* ESTRATTO DEL DOCUMENTO:
——————

Con modalità tendenti ugualmente alla temporalità lineare opera, infine, la galassia (riferibile al Superìo) volta a proiettarsi e a progettare il futuro, che ci aiuta a capire (anche) che non possiamo beatamente naufragare nel visionario, nell’onirico, in fascinose sonorità di effetti-eco, se queste fonti di piacere fruitivo di un qualunque sistema di segni non ci trasmettono una visione di idee – oltre sia il candore ingenuo di una funzione salvifica e consolatoria dell’arte, sia della sua funzione catartica – capace di rafforzare una interazione adiacente che aiuti a farci sentire meno separati e alienati.

Sul punto, vedi anche: https://lombradelleparole.wordpress.com/2016/09/07/adam-vaccaro-quale-tempo-tempo-fermo-tempo-reale-tempo-mentale-quale-poesia-linterazione-con-laltro-da-se-la-questione-del-so

Laboratorio 24 maggio Roma

Laboratorio di poesia 24 maggio 2017, Roma Libreria L’Altracittà via Pavia, 106

 Quali forme

 Non possiamo perciò alonare di ridicolo una Cosa che tenda alla forma di poesia, immaginando di salvare la vita (propria o di altri) con essa, ma è inevitabile che “l’area mentale del Superìo tenda a costruire un atto critico verso l’orizzonte sociale, se è vero che ‘L’orizzonte sociale è connaturato all’atto critico’ (Francesco Leonetti)”. Il che non vuol dire inventare forme di “‘politicizzazione dell’arte’”, contrapposte alla “estetizzazione della politica” (Benjamin), vuol dire porre il problema del vuoto di “progettazione alternativa”; da cui forse nasce un eccesso di tensione verso l’innovazione (solo) tecnico-formale.

“Ammal(i)arsi di nuovo può portare a stare sulla coda dell’esistente convinti di inventare, come la famosa mosca, mille movimenti di opposizione. Si finisce per immaginare che il mezzo – sia esso la penna, il computer o il linguaggio nel suo insieme – possa essere fonte magica, mezzo che diventa generatore autonomo. Come ho già detto altrove, la lingua che parla da sola è un mito visionario lacaniano, di una lingua-soggetto che non esiste. La mia ricerca è perciò fuori da ogni fuoco chiuso nell’esercizio linguistico, in autoappagati jeu de mots iperletterari, con correlativa ideologia del testo per la quale “il testo è tutto”.

——————

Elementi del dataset
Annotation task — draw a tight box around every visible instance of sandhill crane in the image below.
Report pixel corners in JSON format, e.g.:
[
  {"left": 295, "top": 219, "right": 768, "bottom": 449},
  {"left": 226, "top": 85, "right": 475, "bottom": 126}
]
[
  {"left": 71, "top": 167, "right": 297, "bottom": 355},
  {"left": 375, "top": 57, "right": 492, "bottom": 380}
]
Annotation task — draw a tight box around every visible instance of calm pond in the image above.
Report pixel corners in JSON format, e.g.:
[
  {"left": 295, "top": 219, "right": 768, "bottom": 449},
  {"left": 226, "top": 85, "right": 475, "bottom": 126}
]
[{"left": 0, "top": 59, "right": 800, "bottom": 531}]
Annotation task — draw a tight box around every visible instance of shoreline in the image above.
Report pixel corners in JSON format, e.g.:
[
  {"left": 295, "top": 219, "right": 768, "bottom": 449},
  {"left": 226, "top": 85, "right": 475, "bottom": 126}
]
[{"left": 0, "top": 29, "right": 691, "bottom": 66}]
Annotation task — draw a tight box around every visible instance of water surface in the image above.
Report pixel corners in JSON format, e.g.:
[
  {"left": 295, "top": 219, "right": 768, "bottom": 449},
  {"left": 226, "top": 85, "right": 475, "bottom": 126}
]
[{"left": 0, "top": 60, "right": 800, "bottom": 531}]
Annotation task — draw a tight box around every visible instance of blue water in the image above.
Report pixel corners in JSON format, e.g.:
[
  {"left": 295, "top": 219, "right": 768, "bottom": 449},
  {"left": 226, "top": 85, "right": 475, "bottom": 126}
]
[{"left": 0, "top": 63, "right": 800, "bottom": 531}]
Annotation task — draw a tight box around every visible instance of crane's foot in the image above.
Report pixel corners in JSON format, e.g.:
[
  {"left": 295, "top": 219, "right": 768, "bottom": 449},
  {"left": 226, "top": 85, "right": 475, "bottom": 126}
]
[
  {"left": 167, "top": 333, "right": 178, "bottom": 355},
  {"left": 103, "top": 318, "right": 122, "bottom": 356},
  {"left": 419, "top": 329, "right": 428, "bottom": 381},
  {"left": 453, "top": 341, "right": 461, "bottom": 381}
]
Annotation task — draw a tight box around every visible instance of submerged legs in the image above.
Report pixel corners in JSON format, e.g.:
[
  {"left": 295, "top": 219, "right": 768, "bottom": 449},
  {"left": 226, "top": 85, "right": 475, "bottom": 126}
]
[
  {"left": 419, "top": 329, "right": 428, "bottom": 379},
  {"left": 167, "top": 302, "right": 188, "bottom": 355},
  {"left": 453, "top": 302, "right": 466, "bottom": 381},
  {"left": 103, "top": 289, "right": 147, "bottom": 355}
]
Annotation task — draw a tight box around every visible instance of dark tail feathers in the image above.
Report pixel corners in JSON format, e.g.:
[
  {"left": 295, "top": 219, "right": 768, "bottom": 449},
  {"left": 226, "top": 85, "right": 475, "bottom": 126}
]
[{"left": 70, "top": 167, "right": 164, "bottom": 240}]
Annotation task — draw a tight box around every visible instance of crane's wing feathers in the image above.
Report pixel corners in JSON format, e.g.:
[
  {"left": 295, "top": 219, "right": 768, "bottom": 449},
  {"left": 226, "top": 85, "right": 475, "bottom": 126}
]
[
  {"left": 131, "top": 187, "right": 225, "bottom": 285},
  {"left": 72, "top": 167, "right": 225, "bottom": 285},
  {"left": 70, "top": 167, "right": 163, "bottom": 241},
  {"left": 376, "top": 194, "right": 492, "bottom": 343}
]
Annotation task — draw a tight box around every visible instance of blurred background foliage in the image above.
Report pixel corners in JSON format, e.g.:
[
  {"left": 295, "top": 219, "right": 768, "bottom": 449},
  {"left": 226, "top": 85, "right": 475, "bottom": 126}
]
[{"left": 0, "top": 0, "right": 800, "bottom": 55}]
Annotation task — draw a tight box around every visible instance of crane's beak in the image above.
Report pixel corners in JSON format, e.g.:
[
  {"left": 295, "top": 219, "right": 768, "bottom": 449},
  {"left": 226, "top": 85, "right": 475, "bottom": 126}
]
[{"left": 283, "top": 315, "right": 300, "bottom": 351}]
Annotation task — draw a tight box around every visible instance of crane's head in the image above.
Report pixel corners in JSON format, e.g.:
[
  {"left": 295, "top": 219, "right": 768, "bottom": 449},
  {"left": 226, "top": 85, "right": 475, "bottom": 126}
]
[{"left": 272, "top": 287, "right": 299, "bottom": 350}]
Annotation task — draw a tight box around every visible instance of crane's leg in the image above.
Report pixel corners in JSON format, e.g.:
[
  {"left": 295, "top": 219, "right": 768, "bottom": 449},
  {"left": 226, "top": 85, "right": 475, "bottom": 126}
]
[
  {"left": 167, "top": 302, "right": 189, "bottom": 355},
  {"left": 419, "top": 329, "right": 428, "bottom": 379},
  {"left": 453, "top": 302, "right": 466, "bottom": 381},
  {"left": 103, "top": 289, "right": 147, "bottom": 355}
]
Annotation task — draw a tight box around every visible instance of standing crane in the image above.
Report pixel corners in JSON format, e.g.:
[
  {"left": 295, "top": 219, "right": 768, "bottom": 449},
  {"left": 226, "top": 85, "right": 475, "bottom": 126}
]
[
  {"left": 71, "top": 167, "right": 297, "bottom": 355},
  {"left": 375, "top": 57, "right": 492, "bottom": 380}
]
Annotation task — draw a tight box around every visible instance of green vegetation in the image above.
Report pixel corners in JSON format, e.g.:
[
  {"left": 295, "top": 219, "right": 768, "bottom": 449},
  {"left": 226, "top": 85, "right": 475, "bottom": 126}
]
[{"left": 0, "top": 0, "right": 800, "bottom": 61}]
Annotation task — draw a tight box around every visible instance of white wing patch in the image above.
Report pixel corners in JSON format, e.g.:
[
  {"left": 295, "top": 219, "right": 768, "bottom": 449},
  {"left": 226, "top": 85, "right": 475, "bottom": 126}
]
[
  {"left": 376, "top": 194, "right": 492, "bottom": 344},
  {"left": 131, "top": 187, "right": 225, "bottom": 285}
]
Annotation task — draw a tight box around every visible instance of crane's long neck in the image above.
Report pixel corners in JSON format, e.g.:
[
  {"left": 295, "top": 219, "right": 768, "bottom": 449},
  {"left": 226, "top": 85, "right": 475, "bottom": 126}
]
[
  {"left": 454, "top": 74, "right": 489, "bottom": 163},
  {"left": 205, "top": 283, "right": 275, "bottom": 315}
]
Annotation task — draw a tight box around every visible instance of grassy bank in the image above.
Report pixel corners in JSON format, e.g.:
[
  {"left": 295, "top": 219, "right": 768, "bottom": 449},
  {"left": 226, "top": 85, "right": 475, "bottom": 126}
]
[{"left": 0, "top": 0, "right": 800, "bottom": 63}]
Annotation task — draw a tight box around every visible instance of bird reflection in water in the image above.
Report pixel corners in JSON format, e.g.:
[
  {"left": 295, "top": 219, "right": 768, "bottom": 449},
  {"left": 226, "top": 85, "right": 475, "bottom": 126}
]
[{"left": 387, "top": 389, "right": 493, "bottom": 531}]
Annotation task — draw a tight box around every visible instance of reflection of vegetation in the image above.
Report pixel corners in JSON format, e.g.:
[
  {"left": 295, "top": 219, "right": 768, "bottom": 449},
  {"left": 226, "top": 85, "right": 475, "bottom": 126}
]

——————

* CONSEGNA:
Per favore, riscrivi il brano sulla poesia tra "Laboratorio 24 maggio" e "l’innovazione (solo) tecnico-formale.", estremi inclusi, cambiando "Superìo" in "Super-Io". I record non hanno alcun legame con il brano.

* SOLUZIONE:
Laboratorio 24 maggio Roma

Laboratorio di poesia 24 maggio 2017, Roma Libreria L’Altracittà via Pavia, 106

 Quali forme

 Non possiamo perciò alonare di ridicolo una Cosa che tenda alla forma di poesia, immaginando di salvare la vita (propria o di altri) con essa, ma è inevitabile che “l’area mentale del Super-Io tenda a costruire un atto critico verso l’orizzonte sociale, se è vero che ‘L’orizzonte sociale è connaturato all’atto critico’ (Francesco Leonetti)”. Il che non vuol dire inventare forme di “‘politicizzazione dell’arte’”, contrapposte alla “estetizzazione della politica” (Benjamin), vuol dire porre il problema del vuoto di “progettazione alternativa”; da cui forse nasce un eccesso di tensione verso l’innovazione (solo) tecnico-formale.